> **Given text**:
Event Date: Jan 23, 2012 | 12:00PM - 1:00PM EST
Presented by: Rolande D'Amour (RN, BScN, MScN), Nurse-consultant, Creutzfeldt-Jakob Disease Surveillance System, Public Health Agency of Canada
Facilitated by: Sarah Clark and Liz Lusk
Hosts: CDRAKE & Alzheimer Society of Canada (ASC)
Event Type: Creutzfeldt-Jakob Disease, Webinar
Event Description: Creutzfeldt-Jakob disease (CJD) is a rare degenerative brain disease that is incurable, transmissible, and always fatal. The causal agent is believed to be a misfolded protein, called a prion. Prion diseases can affect humans as well as animals. Thus, in the 1980’s the “mad cow disease” epidemic in the United Kingdom created awareness about prion diseases worldwide. The Alzheimer Society of Canada provides support and information to people with all types of dementia, including Creutzfeldt-Jakob disease. Would you feel prepared to answer their questions if someone would contact you?
The purpose of this webinar is to increase awareness about Creutzfeldt-Jakob disease. It will generate new insights and knowledge about the disease and the particular needs of the CJD-patients and their family throughout the continuum of care.
Presenter Bio: Rolande D’Amour is a nurse consultant at the Creutzfeldt-Jakob disease Surveillance System of the Public Health Agency of Canada. Her responsibilities include: case-management of persons with suspect CJD and providing outreach activities and continuing education to the public and health care providers throughout the continuum of care.

> **What the task asks**: Repeat the passage of the Creutzfeldt-Jakob disease webinar notice from "Presenter Bio: Rolande" up to and including "providers throughout the continuum of care.".

Collected data entries
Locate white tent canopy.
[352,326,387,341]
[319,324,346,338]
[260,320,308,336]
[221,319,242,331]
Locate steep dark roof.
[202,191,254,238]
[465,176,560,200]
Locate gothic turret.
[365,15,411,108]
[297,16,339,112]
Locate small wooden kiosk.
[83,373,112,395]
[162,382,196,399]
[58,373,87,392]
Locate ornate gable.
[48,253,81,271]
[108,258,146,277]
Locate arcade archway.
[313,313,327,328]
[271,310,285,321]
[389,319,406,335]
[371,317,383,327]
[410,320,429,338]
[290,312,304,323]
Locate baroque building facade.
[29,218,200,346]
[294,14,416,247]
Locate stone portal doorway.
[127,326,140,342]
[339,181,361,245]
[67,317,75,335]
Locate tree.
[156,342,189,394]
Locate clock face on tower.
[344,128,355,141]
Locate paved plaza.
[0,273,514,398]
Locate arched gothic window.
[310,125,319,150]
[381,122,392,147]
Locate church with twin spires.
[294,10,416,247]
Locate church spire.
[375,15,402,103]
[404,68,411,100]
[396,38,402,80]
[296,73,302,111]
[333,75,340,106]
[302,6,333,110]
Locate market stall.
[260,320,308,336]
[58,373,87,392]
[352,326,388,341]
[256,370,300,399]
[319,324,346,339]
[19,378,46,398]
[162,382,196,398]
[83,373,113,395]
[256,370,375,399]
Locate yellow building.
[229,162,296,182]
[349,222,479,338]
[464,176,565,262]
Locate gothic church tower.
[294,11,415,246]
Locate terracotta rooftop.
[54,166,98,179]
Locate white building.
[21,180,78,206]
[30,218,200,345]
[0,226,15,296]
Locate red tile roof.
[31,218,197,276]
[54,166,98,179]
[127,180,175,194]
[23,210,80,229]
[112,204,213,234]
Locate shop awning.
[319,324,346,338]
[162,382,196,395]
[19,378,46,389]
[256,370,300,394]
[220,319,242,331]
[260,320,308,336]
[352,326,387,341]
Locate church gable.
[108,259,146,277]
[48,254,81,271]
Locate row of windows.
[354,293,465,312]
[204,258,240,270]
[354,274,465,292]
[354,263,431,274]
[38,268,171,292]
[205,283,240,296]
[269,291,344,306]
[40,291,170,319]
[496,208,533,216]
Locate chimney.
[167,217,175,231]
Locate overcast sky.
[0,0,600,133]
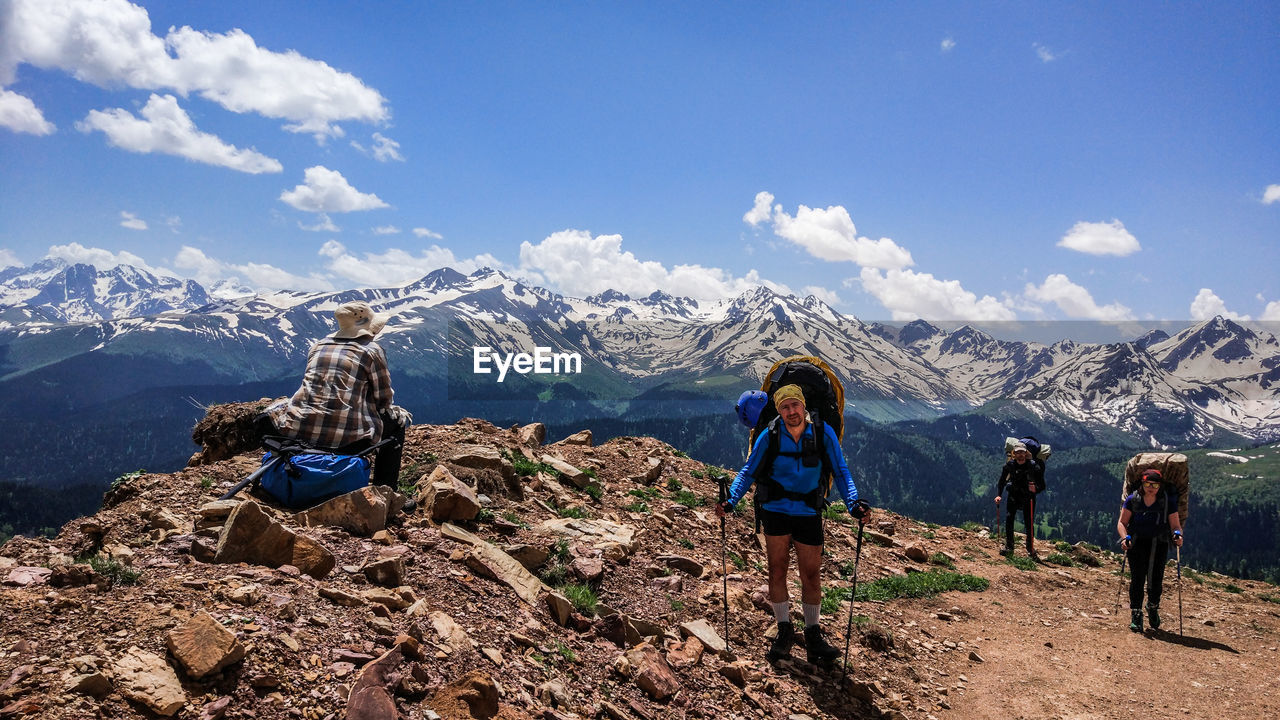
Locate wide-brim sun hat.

> **Task solution**:
Presenter Bio: Rolande D’Amour is a nurse consultant at the Creutzfeldt-Jakob disease Surveillance System of the Public Health Agency of Canada. Her responsibilities include: case-management of persons with suspect CJD and providing outreach activities and continuing education to the public and health care providers throughout the continuum of care.